**EXTRACT TO READ:**
So often we think diets are the answer to our weight loss and for some the key to happiness. For Marie, a diet at age 10 was the gateway to an eating disorder. As one of 10 children in her house, Marie’s life was not like those around her; she felt like the weird girl who didn’t fit in with anyone. She was bullied because of her weight and thought she could control it through the diets her mom used. By age 13 she restricted food, and by age 15 a traumatic experience dangerously escalated her disordered eating habits.
When Marie got to college, her life became out of control. She shares, “Restricting became my only friend. The only thing I could lean on. If I wasn’t thinking about restricting, then I was thinking about things I didn’t want to think about.” Friends watched as she spiraled down the dangerous path of an eating disorder, and they intervened to get her some help.
Marie first went into residential treatment, but after her weight was restored, she was sent home. She lacked treatment for the causes of her eating disorder. “I know I needed help, and I know I needed help coping with my negative emotions. An eating disorder is so much more than weight and food. There are words and actions that I needed help dealing with.” After she returned home, Marie relapsed, and her eating disorder continued. Her family was supportive, but coming from a big family made it difficult for others to see her struggle with anorexia. She kept them at a distance so she could be alone.
She knew she needed help to overcome her eating disorder, somewhere that would treat the cause of her disordered behavior. For Marie, that place was Magnolia Creek. Sometimes our struggles in life seem to be more than we can bear, that held true for Marie. Just four days before she was to leave for Magnolia Creek, she was involved in a severe car accident, one that should have ended her life. She remembers the paramedics telling her she must have had a purpose in life and a higher power was indeed trying to tell her something.

**PROBLEM DETAILS:** In the account of Marie's eating disorder, copy out the part that opens with the words "When Marie got" and closes with "her some help.", putting "university" wherever "college" appears.

Items from a data source:

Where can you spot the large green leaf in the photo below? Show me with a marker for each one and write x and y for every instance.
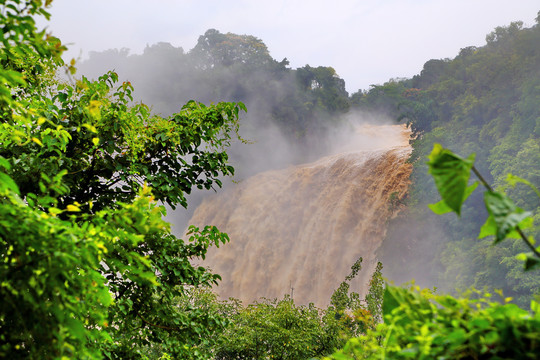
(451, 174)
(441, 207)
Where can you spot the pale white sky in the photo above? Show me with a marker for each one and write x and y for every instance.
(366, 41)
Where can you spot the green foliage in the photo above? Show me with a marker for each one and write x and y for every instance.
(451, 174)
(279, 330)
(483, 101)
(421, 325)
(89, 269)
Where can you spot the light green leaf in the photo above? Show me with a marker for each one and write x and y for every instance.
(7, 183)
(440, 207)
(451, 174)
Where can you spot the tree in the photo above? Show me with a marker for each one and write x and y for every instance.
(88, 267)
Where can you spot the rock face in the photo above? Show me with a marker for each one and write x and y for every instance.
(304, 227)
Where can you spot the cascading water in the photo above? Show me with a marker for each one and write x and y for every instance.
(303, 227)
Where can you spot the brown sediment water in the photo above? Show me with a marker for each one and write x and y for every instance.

**OUTPUT FOR THIS EXERCISE:**
When Marie got to university, her life became out of control. She shares, “Restricting became my only friend. The only thing I could lean on. If I wasn’t thinking about restricting, then I was thinking about things I didn’t want to think about.” Friends watched as she spiraled down the dangerous path of an eating disorder, and they intervened to get her some help.